◆ **Problem**:
Set out the records as a Markdown table with the columns Row and Line, starting at the first line of the records and going on through the line that contains "120], [49, 133]]". Number each row and omit blank lines.

[Extracted records]

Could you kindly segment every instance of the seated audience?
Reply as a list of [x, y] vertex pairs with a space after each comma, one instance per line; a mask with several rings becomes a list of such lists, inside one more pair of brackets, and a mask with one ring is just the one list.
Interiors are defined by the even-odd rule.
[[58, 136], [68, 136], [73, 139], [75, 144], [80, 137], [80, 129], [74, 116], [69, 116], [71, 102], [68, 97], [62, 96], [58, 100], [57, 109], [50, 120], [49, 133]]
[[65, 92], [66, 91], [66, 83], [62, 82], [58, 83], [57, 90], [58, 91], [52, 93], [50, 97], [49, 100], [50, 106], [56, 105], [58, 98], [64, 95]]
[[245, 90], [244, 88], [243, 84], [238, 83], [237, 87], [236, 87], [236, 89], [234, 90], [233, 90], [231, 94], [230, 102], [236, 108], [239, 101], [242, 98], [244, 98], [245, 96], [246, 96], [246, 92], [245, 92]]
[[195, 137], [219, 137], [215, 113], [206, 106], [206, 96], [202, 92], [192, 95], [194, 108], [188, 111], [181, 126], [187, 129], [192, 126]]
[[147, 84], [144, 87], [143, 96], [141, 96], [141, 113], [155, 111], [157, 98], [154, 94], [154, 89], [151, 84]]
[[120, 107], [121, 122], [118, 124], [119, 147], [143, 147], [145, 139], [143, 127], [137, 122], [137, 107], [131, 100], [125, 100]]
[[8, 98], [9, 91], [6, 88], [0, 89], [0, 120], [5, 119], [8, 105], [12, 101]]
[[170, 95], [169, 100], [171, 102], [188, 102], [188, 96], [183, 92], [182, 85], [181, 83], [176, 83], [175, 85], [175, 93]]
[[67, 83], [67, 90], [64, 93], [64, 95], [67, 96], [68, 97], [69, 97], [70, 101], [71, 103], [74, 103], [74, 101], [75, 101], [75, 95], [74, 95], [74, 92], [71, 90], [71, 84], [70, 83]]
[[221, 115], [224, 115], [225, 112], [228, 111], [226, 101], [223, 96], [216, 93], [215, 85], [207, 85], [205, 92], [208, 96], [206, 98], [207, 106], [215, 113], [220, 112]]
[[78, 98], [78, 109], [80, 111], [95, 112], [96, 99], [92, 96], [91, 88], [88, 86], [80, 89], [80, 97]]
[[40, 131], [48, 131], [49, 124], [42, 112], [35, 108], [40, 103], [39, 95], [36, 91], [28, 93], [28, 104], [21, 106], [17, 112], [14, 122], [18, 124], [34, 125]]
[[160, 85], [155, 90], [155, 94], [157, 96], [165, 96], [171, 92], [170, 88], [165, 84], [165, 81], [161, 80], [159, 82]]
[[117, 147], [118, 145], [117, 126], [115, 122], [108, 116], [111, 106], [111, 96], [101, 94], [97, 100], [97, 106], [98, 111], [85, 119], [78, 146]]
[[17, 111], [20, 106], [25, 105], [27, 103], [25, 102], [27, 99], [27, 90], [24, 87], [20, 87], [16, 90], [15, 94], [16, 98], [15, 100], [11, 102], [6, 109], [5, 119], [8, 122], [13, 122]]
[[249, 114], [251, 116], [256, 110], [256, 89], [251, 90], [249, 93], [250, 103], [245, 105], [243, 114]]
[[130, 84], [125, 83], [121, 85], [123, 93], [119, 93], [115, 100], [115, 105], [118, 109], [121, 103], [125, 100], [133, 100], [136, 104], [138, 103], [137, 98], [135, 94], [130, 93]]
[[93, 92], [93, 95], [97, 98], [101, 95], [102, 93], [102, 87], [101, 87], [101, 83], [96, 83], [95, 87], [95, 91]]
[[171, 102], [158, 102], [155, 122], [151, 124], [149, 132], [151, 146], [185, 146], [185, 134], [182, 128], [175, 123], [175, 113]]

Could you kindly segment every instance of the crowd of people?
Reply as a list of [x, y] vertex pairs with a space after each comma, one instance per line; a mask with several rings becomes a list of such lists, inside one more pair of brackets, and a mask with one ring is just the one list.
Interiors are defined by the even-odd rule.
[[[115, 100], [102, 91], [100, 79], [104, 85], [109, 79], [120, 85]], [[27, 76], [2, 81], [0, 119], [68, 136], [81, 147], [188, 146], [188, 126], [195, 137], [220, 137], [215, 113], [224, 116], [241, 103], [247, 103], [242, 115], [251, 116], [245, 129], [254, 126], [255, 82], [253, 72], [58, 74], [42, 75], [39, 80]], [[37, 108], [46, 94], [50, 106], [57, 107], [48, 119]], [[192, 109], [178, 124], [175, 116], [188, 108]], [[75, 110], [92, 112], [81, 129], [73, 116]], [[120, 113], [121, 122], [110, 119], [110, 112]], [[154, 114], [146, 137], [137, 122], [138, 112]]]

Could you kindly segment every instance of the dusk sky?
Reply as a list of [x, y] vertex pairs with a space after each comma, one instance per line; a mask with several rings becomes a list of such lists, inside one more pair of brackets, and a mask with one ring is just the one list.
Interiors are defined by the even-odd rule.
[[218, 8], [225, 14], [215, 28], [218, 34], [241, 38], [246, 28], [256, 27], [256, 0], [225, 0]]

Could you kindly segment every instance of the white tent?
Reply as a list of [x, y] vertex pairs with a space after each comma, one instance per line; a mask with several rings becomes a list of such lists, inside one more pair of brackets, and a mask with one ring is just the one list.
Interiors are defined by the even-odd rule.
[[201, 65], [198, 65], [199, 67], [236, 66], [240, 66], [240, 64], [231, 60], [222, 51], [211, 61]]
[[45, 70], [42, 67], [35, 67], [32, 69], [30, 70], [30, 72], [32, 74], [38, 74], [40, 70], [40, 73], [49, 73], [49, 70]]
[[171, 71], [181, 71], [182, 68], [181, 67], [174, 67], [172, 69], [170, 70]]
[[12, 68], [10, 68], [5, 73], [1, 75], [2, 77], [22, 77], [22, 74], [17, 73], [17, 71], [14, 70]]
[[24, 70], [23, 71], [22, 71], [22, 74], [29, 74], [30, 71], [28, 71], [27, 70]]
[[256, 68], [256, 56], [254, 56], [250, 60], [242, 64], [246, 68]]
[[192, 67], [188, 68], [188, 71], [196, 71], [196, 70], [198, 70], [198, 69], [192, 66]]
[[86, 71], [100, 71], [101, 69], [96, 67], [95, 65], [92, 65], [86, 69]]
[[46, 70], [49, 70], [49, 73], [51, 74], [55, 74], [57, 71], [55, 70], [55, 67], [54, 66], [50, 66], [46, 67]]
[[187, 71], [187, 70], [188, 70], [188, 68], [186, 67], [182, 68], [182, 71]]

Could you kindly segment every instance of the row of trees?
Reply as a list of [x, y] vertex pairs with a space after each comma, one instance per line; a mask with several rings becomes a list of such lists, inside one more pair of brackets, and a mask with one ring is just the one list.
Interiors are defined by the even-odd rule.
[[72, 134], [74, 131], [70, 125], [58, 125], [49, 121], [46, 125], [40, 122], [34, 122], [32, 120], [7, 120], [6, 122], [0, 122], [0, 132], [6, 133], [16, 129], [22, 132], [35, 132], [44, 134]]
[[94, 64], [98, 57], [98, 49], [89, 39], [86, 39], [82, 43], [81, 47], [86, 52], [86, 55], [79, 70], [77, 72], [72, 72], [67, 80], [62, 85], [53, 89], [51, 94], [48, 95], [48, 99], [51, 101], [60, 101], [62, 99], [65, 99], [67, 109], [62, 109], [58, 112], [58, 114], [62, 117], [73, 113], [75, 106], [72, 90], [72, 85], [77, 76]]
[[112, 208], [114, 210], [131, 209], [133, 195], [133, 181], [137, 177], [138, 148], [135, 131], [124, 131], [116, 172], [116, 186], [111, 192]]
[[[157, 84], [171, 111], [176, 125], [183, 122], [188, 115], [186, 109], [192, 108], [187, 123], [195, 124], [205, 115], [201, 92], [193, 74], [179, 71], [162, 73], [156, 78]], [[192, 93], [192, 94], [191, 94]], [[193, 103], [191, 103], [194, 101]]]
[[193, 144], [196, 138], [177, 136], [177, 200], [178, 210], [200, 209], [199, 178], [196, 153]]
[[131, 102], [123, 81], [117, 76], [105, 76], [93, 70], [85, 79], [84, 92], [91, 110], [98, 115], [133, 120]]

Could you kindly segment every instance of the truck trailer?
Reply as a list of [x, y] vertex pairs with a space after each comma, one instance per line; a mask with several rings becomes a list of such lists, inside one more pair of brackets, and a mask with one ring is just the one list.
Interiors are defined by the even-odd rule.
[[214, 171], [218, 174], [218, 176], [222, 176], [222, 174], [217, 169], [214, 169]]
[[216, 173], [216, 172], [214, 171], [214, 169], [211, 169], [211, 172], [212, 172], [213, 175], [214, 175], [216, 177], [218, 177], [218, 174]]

◆ **Exercise answer**:
| Row | Line |
|---|---|
| 1 | Could you kindly segment every instance of the seated audience? |
| 2 | Reply as a list of [x, y] vertex pairs with a space after each comma, one instance per line; a mask with several rings becomes a list of such lists, inside one more pair of brackets, and a mask with one ring is just the one list. |
| 3 | Interiors are defined by the even-odd rule. |
| 4 | [[58, 136], [68, 136], [73, 139], [75, 144], [80, 137], [80, 129], [74, 116], [69, 116], [71, 102], [68, 97], [62, 96], [58, 100], [57, 109], [50, 120], [49, 133]] |